▸ EXERCISE AIM:
Translate this sentence from the family therapy text into Spanish: "All types of family therapy are designed to help families improve communication, develop healthy problem-solving and coping skills, and enhance their sense of connection to one another."

====== TEXT SECTION ======

There are no major risks involved in receiving family therapy with a trained professional, if family members seek therapy with openness, honesty and a willingness to change. It is an evidence-based and safe method to bring about positive change and healing for all members of a family.
What are the different types of Family Therapy?
Family therapy can be used as a standalone treatment or as a complementary approach, and can be delivered in many different ways, depending on the types of problem being treated.
Some of the most common types of family therapy include:
- to provide useful information, to better understand a mental health disorder
- to explain and support medication and treatments
- to offer training and support in self-help and self-care skills
- to provide a safe space to release emotional frustrations.
All types of family therapy are designed to help families improve communication, develop healthy problem-solving and coping skills, and enhance their sense of connection to one another.
There is no single form of family therapy that is distinctly advantageous over another, although some modalities may be better suited to certain problems than others. Studies have repeatedly shown that families who attend therapy together report better life outcomes than those who do not, so any type of family therapy will be of benefit to those seeking to improve family relationships and dynamics.
What are the benefits of Family Therapy
Families can benefit in many ways from attending therapy together, when specific circumstances are putting a strain on family relationships and disrupting harmony within the family unit.
By providing a safe and open environment, family therapy can support families in addressing and overcoming a wide variety of issues, including divorce, death of a loved one, financial difficulties, and major transitions. This holistic approach has also proven highly effective in treating a range of mental health conditions that impact a family as a whole, such as depression, substance abuse or addiction, food issues and anxiety disorders.

====== INPUT DATA ======

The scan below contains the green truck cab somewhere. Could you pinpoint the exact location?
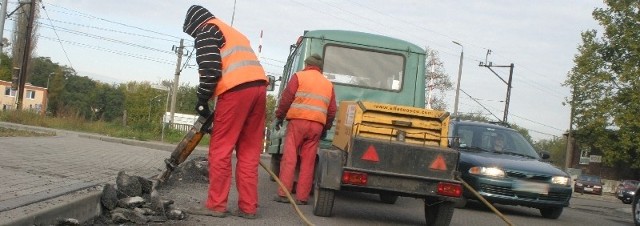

======

▸ SOLUTION TO THIS PROBLEM:
Todos los tipos de terapia familiar están diseñados para ayudar a las familias a mejorar la comunicación, desarrollar habilidades saludables de resolución de problemas y de afrontamiento, y fortalecer su sentido de conexión entre sí.